#### [Selected passage]
########################################

Patrick Goldschmidt: “I have removed more than 400 parking spaces in the city since I arrived. Nobody has done as much.”
Photo: Romain Gamba/Maison Moderne
Patrick Goldschmidt (DP) the Luxembourg City alderman in charge of transport, responds to remarks made by transport minister François Bausch (Déi Gréng) to Paperjam, demanding communes make more of an effort to promote cycling.
Pierre Pailler: Transport minister François Bausch has asked communes, and in particular the City of Luxembourg, to show “political courage” regarding cycling. He has suggested removing parking spaces in the city centre to create more room. What do you think of that suggestion?
Patrick Goldschmidt: But where are there still parking spaces in the city centre? I have removed more than 400 parking spaces in the city since I arrived. Nobody has done as much.
The fact is that there are only 444 residential parking vignettes valid for the centre neighbourhood, but there are some 50,000 vignettes for the entire municipality. However, we need a hundred places in the centre, otherwise there is nothing, except the parking lot on the Glacis.
Isn’t the car “an urban relic from the last century”, as François Bausch says?
In the city we have, outside of the covid lockdown period, between 190,000 and 200,000 vehicles entering the city ever day (private cars, trucks and buses). A lot of people don’t have a choice. You can’t close the city to all cars.
There used to be three lanes for private traffic from the station to the city centre . Now there’s only one. Just like on Boulevard Royal, we’re decreasing traffic flow. We can’t have more cars; the city is saturated with private vehicle traffic.
By comparison, you only have 2,000 bicycles in town. And most people don’t shop by bike, especially at shopping malls. We’ve even had to introduce more frequent buses on Saturdays on the routes to the two Auchan shopping centres. So, I have to find solutions for all users, including buses.
So, it’s not that we don’t want to [reduce car traffic], but the equation is difficult. Now, one of our tasks is to optimise public transit.
What strategy will you employ to achieve this optimisation?
One of our demands from national policy makers is to get as many buses out of the city centre as possible, especially the RGTR [regional] buses. It is not normal for a bus coming from Metz to go in to the city centre. Passengers arriving from outside the city should switch to the urban network. So, I’m asking [policy makers at] the national level to do more. But it’s not done yet. There’s a lack of political courage…
There are also problems for cyclists. For example, now that the tram will soon be fully operational, many buses use Boulevard Prince Henri. This means there are too many buses to install a two-way bike path, as it is dangerous to mix bus lanes and cyclists. In fact, when François Bausch was the alderman in charge of mobility, they tried to find a solution, but they couldn’t…
There is a cycle path that crosses the city. What about linking that to other neighbourhoods?
It is possible to get to the city from surrounding districts by bike. In the 30km/h residential zones there is no need for cycle lanes, and on the main roads, there are bike lanes or signed paths.
But the fact is that in the neighbourhoods, people are still asking for parking spaces. So, I think it’s going to take time for the bikes to really become established. And there are also a lot of people with reduced mobility and senior citizens.
Since 2007, François Bausch has wanted a link from Cents to Kirchberg. Decisions were never made despite many meetings. When I arrived in 2018, I wanted to move forward with this project. And we took a decision. I hope that by the end of the year, it will be possible to present the project to the college of aldermen.
Is the cycling trend real?
Since our decision at the end of 2018 to switch [the Vel’oh bike hire scheme] to 100% electric--and I think that’s the future--the numbers have doubled. There were 521 daily rentals in 2018, compared to 2,100 in 2019. The number of subscribers increased from 7,768 in 2017 to 8,604 in 2018 and 16,676 in 2019.
In 2010, our cycle lane counters recorded 1,100 bikes per day, and about 2,000 in 2019. That’s a nice increase, but I’ll be happy when there are 10,000. Our role remains to encourage people to increasingly use the bike.

########################################

#### [Excerpted records]
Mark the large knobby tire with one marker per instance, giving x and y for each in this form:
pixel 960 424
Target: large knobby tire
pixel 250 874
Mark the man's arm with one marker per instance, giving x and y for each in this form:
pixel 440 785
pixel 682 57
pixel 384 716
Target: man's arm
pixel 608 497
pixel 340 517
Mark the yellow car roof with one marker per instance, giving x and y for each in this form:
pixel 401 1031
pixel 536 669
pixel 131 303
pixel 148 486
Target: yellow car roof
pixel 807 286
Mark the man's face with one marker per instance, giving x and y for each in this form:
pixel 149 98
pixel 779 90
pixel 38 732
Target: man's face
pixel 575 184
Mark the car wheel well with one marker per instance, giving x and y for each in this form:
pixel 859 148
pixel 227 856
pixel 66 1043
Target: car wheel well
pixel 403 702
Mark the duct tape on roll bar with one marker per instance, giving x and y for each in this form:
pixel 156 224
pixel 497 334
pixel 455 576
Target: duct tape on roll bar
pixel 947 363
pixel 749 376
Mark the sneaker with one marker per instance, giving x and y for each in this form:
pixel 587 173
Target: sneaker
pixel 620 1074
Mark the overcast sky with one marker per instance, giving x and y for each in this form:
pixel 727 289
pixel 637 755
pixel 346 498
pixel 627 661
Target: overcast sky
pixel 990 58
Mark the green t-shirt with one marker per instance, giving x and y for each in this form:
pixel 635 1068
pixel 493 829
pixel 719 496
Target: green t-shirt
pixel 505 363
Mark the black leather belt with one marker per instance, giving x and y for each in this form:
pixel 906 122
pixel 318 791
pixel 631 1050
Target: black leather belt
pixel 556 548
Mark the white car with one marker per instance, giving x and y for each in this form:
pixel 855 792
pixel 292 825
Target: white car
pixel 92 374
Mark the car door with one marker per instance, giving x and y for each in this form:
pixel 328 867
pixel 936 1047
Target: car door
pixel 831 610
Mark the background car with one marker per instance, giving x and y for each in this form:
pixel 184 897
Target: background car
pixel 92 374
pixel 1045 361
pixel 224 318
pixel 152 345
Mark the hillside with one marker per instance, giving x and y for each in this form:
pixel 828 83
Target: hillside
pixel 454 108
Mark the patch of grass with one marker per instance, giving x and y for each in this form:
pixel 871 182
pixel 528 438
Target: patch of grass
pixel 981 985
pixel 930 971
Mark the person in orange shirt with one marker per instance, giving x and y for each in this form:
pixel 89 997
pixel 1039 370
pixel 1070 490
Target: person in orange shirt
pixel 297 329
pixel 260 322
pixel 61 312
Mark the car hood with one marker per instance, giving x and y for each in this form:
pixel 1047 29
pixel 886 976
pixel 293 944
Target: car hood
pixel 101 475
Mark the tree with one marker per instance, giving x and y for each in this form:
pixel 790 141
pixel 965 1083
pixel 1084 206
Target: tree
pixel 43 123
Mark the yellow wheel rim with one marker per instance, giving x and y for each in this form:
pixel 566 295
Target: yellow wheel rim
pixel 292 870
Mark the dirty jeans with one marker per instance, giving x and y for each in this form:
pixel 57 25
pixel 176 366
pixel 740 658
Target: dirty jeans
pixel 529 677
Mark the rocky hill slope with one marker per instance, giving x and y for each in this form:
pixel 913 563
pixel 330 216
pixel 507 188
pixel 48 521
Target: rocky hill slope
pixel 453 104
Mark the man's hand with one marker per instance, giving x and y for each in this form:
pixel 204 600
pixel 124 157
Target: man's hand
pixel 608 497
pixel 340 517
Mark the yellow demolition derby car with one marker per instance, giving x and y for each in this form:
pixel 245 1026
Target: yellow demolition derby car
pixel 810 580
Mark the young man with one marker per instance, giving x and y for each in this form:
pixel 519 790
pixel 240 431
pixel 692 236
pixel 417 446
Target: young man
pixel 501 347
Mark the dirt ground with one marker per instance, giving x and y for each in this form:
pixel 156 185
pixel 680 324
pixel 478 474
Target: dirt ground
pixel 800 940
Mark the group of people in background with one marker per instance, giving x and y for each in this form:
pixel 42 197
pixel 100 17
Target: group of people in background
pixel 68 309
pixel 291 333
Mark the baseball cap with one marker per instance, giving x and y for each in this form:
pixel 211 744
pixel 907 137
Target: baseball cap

########################################

#### [Task list]
**a.** Copy from the interview the passage starting with "It is possible" and going on through "or signed paths.".
**b.** According to the interview, how many daily rentals did the Vel'oh bike hire scheme record in 2019?

#### [Responses to the exercise]
**a.**
It is possible to get to the city from surrounding districts by bike. In the 30km/h residential zones there is no need for cycle lanes, and on the main roads, there are bike lanes or signed paths.

**b.** 2,100 daily rentals.